Recast the records from the first line up to and including the line with "(448, 1001)" as a Markdown table with the columns Row and Line. Number each row and leave out any blank lines.
'''
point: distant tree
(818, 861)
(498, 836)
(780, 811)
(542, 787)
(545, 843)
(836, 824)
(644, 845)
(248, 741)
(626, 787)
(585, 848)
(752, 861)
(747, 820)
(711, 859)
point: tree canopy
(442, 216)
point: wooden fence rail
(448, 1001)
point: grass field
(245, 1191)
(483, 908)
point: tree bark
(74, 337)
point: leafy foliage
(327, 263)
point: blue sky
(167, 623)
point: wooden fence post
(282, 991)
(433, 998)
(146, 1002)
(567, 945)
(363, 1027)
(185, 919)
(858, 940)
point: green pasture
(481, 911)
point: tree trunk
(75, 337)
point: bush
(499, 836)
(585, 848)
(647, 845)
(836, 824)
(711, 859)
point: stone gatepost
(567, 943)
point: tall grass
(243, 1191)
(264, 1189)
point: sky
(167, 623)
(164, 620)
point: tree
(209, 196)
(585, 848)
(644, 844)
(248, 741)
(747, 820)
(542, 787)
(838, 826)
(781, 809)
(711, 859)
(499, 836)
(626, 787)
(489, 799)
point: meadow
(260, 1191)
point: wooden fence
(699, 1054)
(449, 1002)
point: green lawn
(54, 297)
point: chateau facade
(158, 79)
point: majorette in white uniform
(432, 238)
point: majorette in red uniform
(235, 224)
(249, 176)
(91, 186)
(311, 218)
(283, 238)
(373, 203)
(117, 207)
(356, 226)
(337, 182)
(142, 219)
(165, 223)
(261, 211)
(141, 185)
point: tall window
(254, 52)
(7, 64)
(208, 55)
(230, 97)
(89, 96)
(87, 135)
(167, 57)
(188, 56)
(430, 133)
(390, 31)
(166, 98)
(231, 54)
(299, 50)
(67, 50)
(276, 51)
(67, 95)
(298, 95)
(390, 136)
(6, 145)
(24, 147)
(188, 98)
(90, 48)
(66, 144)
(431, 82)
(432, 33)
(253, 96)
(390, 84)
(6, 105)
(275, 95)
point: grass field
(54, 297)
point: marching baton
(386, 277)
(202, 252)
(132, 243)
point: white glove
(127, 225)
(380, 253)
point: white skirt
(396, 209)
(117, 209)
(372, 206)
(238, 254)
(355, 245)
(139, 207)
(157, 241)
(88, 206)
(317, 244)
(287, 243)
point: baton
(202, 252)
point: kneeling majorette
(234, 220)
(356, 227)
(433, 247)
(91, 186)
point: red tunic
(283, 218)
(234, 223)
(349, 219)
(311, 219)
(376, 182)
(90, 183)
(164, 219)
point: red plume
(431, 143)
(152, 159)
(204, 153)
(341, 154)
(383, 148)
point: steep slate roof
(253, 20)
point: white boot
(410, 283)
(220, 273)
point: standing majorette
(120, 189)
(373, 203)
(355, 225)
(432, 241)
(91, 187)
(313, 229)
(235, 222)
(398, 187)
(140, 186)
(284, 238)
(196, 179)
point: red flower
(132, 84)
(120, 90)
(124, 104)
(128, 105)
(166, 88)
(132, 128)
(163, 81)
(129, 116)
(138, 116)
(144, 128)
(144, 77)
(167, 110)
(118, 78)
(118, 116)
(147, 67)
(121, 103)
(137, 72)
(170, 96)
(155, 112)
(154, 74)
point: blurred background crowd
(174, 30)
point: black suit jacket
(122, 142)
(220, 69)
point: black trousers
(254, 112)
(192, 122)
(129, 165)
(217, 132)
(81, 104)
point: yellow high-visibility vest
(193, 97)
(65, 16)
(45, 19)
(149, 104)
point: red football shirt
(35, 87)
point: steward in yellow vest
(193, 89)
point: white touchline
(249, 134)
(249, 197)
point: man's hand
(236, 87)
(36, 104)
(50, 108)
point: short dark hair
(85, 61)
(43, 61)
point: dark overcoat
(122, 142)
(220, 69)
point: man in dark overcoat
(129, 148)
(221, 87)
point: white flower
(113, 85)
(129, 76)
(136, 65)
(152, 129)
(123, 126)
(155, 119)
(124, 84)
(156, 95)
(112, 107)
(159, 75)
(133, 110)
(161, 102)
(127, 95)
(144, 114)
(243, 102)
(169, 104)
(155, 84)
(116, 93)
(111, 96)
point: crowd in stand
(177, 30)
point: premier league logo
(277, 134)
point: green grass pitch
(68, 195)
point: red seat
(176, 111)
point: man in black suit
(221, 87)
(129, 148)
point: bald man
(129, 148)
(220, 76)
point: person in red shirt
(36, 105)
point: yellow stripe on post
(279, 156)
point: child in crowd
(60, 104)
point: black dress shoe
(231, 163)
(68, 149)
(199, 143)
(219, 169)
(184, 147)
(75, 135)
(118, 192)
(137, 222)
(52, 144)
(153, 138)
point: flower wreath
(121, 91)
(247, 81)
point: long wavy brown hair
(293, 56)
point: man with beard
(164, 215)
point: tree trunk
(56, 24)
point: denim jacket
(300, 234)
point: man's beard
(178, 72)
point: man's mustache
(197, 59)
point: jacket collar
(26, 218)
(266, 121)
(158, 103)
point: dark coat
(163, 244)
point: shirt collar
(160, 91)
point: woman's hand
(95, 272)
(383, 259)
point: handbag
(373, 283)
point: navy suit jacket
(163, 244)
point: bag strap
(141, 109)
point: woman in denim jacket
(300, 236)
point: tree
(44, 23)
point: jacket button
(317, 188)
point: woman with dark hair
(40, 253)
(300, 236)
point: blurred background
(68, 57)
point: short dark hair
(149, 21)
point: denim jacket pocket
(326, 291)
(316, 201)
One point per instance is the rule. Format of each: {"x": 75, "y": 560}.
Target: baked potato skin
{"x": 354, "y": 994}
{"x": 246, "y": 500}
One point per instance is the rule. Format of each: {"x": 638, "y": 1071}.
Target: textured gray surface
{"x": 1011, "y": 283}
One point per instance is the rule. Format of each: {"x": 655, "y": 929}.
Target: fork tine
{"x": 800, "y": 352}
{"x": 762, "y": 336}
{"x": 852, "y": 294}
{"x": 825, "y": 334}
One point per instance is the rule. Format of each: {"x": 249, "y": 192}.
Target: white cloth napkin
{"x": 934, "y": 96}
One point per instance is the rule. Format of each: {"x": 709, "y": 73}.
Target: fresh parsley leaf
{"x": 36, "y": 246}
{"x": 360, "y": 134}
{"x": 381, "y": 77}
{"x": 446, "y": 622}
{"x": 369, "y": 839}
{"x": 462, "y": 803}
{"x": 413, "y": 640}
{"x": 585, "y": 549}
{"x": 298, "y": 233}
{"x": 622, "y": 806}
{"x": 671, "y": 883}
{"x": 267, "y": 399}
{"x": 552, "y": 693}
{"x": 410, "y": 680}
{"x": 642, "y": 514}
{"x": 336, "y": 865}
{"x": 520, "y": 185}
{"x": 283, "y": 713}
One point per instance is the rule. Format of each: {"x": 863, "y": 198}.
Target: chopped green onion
'''
Task answer:
| Row | Line |
|---|---|
| 1 | point: distant tree |
| 2 | (818, 861) |
| 3 | (498, 836) |
| 4 | (780, 811) |
| 5 | (542, 787) |
| 6 | (545, 843) |
| 7 | (836, 824) |
| 8 | (644, 845) |
| 9 | (248, 741) |
| 10 | (626, 787) |
| 11 | (585, 848) |
| 12 | (752, 861) |
| 13 | (747, 820) |
| 14 | (711, 859) |
| 15 | point: tree canopy |
| 16 | (442, 216) |
| 17 | point: wooden fence rail |
| 18 | (448, 1001) |